(RECORDS PROVIDED)

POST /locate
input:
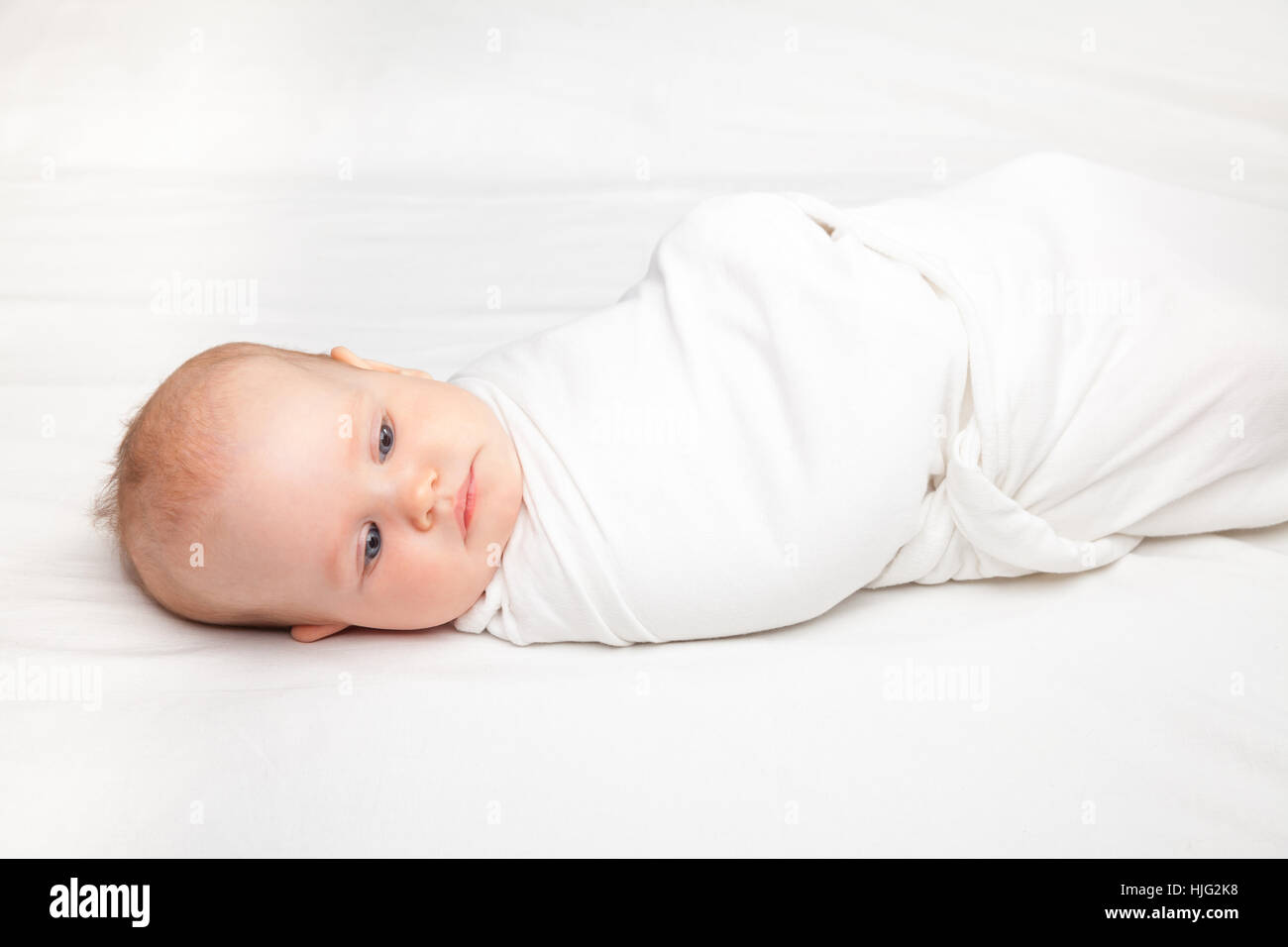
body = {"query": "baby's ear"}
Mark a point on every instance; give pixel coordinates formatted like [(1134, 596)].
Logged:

(End RECORDS PROVIDED)

▶ [WORK ITEM] Begin with the line that contains "Mark a point" and set down each line exactly until the records above end, including the final line.

▶ [REPLY TO THE EXERCISE]
Mark a point on every instance; give pixel coordinates formatted like [(1134, 596)].
Logged:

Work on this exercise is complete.